I'm a casual gardener, occasionally experiencing trippy plant growth. I wish my meager harvest reflected this.
posted by twoleftfeet at 1:32 AM on August 18, 2014 [2 favorites]


It's lettuce, Jim, but not as we know it.
posted by XMLicious at 2:22 AM on August 18, 2014 [2 favorites]


Caterpillars are eating my tomatoes. They don't really like tomatoes and die before they get very big, but manage to put holes right through to the core first.

On the other hand, the peacock butterfly caterpillars are welcome to eat the nettles, the outcome of less nettles and more peacock butterflies is a double bonus!
posted by asok at 3:56 AM on August 18, 2014


I was expecting more introspective caffeine based musings, given the title.
posted by asok at 4:04 AM on August 18, 2014


Raspberries have started growing in one of the more unkempt parts of my front lawn, they appeared a couple of years ago. This reminds me that I've been meaning to try and diversify my berry harvest by planting some blueberries.

__Data provided__

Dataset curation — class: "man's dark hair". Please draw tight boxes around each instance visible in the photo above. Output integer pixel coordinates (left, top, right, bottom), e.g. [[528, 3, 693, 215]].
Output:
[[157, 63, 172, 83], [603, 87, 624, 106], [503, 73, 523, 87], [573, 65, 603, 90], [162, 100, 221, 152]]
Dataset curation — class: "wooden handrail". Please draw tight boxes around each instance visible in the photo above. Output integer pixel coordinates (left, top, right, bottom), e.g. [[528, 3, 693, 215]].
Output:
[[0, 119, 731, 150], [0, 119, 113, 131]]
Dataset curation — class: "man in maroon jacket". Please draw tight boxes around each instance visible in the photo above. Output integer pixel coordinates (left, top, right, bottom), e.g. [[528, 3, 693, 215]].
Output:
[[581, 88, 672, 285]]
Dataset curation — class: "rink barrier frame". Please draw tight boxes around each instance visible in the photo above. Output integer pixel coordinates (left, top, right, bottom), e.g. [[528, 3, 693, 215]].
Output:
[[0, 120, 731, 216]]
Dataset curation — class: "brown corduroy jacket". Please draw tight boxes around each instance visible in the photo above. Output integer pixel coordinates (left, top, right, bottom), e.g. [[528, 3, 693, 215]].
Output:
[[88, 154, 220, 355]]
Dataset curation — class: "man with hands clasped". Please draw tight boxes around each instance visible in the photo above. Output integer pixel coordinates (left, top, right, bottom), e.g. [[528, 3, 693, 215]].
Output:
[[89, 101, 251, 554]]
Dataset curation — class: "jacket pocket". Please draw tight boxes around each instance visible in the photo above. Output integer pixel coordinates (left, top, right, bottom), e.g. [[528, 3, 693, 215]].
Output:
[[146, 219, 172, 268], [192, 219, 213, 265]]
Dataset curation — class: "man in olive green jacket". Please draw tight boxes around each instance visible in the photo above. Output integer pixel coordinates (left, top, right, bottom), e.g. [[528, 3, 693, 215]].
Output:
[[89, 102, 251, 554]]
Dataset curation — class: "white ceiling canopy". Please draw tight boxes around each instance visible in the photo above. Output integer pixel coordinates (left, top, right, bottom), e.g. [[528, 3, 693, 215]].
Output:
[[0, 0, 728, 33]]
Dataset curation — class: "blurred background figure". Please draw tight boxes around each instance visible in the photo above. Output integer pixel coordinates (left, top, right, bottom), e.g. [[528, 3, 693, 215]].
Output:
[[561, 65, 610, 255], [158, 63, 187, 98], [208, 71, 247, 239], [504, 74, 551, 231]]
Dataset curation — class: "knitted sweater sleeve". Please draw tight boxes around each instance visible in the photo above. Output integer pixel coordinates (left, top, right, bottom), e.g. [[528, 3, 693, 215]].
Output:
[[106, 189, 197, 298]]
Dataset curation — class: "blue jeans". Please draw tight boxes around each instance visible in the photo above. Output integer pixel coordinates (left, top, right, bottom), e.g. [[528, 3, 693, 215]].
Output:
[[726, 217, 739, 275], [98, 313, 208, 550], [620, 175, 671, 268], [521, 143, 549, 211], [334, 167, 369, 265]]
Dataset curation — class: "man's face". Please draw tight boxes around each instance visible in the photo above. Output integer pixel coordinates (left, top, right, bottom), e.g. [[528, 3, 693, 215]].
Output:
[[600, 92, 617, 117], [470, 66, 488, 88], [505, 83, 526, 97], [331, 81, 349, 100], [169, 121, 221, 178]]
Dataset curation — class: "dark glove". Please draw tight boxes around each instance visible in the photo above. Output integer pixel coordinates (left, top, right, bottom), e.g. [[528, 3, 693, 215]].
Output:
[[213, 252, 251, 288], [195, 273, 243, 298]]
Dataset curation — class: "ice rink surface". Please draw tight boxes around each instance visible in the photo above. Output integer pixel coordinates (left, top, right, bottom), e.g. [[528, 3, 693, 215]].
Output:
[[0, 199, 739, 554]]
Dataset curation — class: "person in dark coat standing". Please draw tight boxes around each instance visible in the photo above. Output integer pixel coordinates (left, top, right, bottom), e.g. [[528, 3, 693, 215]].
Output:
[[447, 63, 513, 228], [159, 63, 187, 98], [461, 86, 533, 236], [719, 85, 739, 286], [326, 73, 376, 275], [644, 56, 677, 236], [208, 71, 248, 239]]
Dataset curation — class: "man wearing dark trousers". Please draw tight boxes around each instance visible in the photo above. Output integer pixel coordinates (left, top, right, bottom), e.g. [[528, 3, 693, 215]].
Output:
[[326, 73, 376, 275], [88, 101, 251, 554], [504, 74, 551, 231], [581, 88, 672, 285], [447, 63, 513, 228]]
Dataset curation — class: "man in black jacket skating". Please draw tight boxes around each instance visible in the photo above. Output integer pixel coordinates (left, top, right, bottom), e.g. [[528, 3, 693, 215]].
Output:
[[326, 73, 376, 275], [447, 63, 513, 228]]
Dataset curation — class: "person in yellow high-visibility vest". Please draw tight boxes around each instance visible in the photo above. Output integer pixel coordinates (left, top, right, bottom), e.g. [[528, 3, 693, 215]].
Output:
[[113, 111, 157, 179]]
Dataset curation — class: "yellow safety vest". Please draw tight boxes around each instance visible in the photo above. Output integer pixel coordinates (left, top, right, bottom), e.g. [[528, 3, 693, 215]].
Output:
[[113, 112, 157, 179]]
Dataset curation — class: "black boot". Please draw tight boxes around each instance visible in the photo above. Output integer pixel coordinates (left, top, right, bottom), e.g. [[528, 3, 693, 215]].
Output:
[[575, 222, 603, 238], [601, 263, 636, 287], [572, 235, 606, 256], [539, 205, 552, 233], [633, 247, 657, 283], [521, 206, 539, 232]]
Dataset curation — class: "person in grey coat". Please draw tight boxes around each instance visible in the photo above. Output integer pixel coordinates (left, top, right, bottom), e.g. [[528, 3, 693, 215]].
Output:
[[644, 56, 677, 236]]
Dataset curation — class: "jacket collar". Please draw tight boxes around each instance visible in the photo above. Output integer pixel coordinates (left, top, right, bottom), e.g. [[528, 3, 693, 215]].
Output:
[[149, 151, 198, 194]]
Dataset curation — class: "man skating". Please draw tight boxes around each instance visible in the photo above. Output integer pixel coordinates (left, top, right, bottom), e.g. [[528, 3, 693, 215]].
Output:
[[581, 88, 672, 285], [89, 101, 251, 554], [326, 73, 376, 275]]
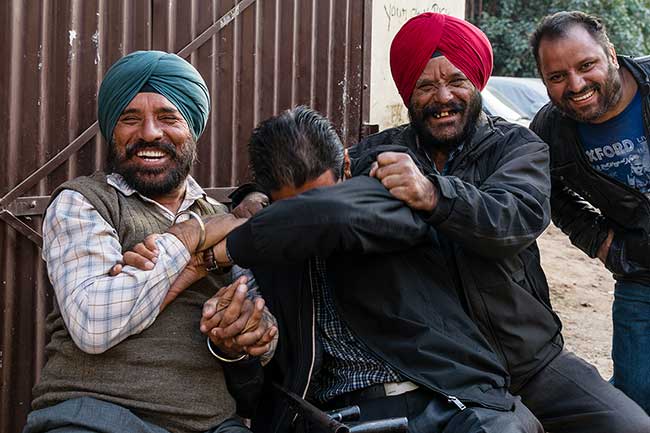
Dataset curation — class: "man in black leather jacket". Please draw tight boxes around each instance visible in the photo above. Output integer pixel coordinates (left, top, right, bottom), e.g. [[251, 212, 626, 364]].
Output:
[[531, 12, 650, 411], [350, 14, 650, 433]]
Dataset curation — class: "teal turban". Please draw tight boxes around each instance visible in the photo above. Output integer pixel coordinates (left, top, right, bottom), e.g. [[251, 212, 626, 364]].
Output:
[[97, 51, 210, 142]]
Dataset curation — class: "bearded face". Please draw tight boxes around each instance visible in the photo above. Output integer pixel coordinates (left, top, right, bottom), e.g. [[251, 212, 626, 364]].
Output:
[[408, 56, 482, 150], [108, 92, 196, 198], [108, 137, 196, 197]]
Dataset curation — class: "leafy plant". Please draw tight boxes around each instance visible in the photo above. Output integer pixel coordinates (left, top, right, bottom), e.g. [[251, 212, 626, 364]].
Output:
[[474, 0, 650, 77]]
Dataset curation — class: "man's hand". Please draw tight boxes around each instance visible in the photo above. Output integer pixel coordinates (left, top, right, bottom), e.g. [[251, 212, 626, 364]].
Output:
[[596, 229, 614, 265], [108, 233, 160, 277], [200, 276, 277, 358], [232, 192, 269, 218], [370, 152, 437, 212]]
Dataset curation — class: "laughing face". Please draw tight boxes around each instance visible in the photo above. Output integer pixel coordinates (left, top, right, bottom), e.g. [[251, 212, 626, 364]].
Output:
[[409, 56, 481, 149], [108, 93, 196, 198], [539, 25, 622, 123]]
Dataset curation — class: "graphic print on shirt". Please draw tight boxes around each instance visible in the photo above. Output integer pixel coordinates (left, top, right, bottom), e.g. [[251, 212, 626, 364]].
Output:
[[578, 92, 650, 198]]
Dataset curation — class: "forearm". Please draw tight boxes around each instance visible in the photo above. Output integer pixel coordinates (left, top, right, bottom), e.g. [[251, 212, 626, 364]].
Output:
[[551, 180, 612, 258], [428, 138, 550, 258], [53, 233, 189, 353], [43, 192, 189, 353], [227, 177, 430, 267]]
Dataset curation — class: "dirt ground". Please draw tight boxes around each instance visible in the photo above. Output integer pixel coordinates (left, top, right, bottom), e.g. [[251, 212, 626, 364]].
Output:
[[538, 225, 614, 379]]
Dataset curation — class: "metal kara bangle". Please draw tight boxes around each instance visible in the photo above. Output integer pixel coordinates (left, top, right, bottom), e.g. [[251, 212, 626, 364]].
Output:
[[203, 247, 232, 275], [172, 210, 205, 252], [207, 337, 248, 362]]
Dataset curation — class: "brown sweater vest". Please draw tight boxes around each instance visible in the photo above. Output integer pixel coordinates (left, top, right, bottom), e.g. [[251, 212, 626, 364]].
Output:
[[32, 173, 235, 432]]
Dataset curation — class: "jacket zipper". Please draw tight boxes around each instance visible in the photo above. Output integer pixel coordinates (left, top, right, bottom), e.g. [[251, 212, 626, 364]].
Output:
[[286, 261, 316, 425], [302, 261, 316, 399]]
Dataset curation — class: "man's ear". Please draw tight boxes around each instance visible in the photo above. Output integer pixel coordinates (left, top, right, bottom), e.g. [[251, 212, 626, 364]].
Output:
[[343, 149, 352, 179], [608, 44, 619, 69]]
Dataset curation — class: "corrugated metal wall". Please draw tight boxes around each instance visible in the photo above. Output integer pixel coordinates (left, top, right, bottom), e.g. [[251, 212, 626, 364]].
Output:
[[0, 0, 370, 433]]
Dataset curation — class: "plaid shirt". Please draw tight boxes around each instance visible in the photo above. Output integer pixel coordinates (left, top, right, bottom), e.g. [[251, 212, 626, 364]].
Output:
[[309, 258, 404, 402], [43, 174, 243, 353]]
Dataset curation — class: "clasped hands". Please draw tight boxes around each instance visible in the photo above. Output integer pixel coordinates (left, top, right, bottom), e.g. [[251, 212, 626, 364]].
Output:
[[109, 214, 277, 358]]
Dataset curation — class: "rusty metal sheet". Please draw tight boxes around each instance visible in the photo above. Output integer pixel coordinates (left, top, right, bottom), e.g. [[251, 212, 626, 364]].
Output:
[[0, 0, 371, 433]]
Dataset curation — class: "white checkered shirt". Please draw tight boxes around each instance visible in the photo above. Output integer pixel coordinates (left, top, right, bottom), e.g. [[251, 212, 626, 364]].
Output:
[[43, 174, 235, 353]]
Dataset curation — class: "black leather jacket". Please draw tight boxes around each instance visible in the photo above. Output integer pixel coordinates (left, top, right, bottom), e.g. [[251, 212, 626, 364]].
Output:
[[530, 56, 650, 284], [227, 176, 513, 432], [350, 116, 563, 392]]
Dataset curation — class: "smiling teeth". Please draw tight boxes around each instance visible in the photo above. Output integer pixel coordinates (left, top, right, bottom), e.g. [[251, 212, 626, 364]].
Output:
[[571, 90, 595, 102], [138, 150, 165, 158]]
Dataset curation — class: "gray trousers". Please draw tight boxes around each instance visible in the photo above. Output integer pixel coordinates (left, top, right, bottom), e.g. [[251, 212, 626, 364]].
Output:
[[517, 348, 650, 433], [23, 397, 251, 433]]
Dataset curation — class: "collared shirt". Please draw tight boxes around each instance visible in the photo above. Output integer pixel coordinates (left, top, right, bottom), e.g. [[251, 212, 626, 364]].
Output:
[[43, 174, 237, 353], [310, 258, 404, 402]]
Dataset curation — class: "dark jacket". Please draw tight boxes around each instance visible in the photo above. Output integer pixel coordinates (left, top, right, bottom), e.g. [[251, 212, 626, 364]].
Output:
[[350, 116, 562, 391], [227, 176, 512, 432], [530, 57, 650, 284]]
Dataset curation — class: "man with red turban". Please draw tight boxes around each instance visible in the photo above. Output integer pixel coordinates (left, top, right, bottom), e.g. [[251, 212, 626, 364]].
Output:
[[350, 13, 650, 433]]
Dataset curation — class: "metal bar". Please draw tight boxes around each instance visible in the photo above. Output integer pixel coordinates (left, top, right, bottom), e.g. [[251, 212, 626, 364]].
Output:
[[176, 0, 255, 58], [0, 210, 43, 248], [6, 195, 50, 217], [0, 122, 99, 209], [0, 0, 255, 209]]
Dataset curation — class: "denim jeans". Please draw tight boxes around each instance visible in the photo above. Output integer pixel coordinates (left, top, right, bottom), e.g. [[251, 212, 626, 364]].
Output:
[[612, 281, 650, 413]]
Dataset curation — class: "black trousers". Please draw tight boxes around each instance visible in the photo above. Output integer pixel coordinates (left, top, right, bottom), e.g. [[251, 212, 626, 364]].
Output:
[[328, 388, 543, 433], [517, 348, 650, 433]]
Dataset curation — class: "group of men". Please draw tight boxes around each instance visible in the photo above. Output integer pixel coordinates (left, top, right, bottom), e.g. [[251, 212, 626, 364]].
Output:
[[25, 6, 650, 433]]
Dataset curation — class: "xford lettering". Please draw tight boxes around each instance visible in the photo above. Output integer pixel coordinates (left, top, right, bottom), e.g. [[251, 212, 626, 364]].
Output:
[[586, 139, 634, 162]]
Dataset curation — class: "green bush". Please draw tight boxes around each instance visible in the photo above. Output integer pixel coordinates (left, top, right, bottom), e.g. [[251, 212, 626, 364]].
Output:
[[474, 0, 650, 77]]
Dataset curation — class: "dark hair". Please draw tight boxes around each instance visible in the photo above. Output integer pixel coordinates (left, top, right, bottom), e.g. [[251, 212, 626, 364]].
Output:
[[248, 106, 344, 194], [530, 11, 612, 72]]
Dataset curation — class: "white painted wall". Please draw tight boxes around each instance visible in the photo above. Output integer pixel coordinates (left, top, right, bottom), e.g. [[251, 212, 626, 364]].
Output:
[[369, 0, 465, 130]]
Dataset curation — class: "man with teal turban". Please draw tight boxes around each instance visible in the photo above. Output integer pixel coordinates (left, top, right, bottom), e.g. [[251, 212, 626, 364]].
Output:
[[25, 51, 276, 433]]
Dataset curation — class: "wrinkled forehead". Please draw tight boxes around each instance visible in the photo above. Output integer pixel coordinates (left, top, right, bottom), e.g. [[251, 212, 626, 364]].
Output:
[[122, 92, 179, 114], [418, 56, 467, 81]]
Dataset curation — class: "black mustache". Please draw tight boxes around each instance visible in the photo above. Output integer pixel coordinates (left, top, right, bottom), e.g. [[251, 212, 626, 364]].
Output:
[[563, 84, 600, 98], [422, 102, 467, 117], [126, 140, 176, 159]]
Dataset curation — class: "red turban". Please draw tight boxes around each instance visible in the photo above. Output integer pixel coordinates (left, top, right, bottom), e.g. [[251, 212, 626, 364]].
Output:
[[390, 12, 492, 106]]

__Exercise set__
1. Reproduce the part of the gardening comment thread between "I was expecting" and "planting some blueberries.", inclusive.
2. In the gardening comment thread, what are the peacock butterfly caterpillars welcome to eat?

__Solutions below__
1.
I was expecting more introspective caffeine based musings, given the title.
posted by asok at 4:04 AM on August 18, 2014


Raspberries have started growing in one of the more unkempt parts of my front lawn, they appeared a couple of years ago. This reminds me that I've been meaning to try and diversify my berry harvest by planting some blueberries.

2. The nettles.